## [GIVEN TASK]
Please copy the part of the records below that opens with the line containing "Would you point at the wooden" and closes with the line containing "point(982, 171)", keeping every line, requests included. Add 9 to each coordinate in the answers, leaving the requests and their format samples unchanged.

* Begin *

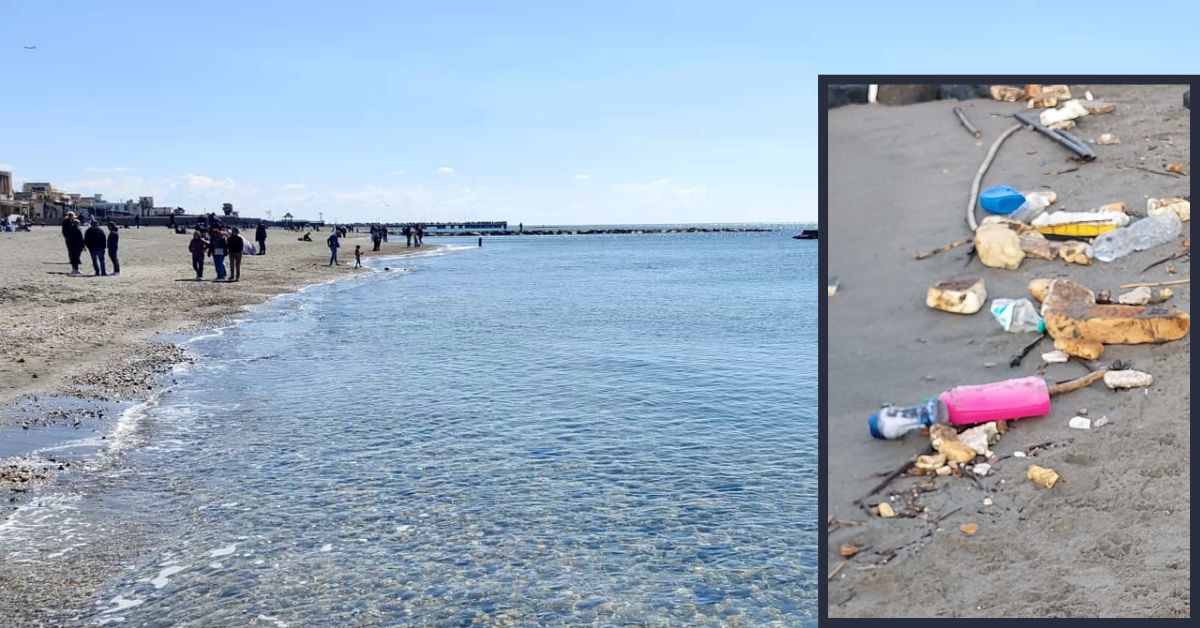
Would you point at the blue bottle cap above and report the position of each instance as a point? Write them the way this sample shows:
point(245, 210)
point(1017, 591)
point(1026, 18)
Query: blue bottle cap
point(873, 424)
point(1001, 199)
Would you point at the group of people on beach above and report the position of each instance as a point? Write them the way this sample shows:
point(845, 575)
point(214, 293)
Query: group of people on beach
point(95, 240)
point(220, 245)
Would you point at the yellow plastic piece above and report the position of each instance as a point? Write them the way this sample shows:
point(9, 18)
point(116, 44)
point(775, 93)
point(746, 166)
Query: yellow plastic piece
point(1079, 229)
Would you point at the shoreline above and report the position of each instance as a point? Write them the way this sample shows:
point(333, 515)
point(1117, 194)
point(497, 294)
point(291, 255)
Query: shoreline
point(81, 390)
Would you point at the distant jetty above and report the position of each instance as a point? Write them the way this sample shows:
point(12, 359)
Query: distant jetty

* End *
* Begin *

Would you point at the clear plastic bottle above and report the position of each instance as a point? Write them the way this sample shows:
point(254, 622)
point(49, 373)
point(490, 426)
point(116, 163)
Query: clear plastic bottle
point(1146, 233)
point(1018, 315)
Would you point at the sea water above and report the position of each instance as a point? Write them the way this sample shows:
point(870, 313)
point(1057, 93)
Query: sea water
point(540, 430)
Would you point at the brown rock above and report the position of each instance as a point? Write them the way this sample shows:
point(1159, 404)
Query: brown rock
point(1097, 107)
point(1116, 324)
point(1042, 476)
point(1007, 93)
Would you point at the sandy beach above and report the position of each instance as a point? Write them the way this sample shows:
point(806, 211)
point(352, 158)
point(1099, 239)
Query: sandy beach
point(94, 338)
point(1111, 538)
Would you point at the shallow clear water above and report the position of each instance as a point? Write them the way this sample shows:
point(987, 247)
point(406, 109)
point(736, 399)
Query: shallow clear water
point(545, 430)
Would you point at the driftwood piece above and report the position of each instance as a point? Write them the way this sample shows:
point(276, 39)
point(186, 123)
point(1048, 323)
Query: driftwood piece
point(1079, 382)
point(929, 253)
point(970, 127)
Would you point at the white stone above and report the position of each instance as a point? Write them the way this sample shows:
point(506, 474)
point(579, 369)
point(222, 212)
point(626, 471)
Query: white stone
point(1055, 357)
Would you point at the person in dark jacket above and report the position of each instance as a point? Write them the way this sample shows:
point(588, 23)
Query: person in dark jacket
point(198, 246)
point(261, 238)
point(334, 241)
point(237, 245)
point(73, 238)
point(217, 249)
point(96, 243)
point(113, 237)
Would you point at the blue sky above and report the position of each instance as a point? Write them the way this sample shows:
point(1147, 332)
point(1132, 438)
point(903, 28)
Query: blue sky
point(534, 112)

* End *
* Begin *

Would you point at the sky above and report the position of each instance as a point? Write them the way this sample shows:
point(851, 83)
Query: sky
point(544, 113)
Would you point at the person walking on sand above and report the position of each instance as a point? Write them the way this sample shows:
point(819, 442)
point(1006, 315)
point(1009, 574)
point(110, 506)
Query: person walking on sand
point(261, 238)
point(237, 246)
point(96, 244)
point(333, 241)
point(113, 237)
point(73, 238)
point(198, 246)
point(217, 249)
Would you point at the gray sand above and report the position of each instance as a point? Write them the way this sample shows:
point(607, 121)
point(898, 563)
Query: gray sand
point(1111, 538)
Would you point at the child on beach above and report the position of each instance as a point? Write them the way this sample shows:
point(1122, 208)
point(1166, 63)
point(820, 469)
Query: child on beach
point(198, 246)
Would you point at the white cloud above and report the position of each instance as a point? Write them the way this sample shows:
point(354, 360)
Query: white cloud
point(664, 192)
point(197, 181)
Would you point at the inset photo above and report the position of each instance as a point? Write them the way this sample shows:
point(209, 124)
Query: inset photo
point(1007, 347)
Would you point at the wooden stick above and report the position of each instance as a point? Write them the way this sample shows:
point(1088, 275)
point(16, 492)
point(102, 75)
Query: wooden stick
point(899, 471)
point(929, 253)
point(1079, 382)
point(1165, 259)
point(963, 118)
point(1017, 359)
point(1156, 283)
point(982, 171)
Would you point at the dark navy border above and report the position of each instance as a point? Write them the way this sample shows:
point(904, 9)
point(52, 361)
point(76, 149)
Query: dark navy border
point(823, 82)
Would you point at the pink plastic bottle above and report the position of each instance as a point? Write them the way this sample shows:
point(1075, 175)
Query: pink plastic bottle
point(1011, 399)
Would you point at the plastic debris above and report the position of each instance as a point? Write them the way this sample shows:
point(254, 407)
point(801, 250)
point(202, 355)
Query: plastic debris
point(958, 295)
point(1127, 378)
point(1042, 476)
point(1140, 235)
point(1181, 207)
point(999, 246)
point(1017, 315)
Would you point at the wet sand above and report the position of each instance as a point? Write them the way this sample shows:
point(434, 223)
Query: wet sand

* End *

## [TASK ANSWER]
Would you point at the wooden stick above and report the position of each instance as a point? Write them the way this sample shows:
point(1088, 275)
point(16, 492)
point(102, 75)
Query: wooden stick
point(908, 480)
point(938, 262)
point(1088, 391)
point(1174, 268)
point(972, 127)
point(1026, 368)
point(1165, 292)
point(991, 180)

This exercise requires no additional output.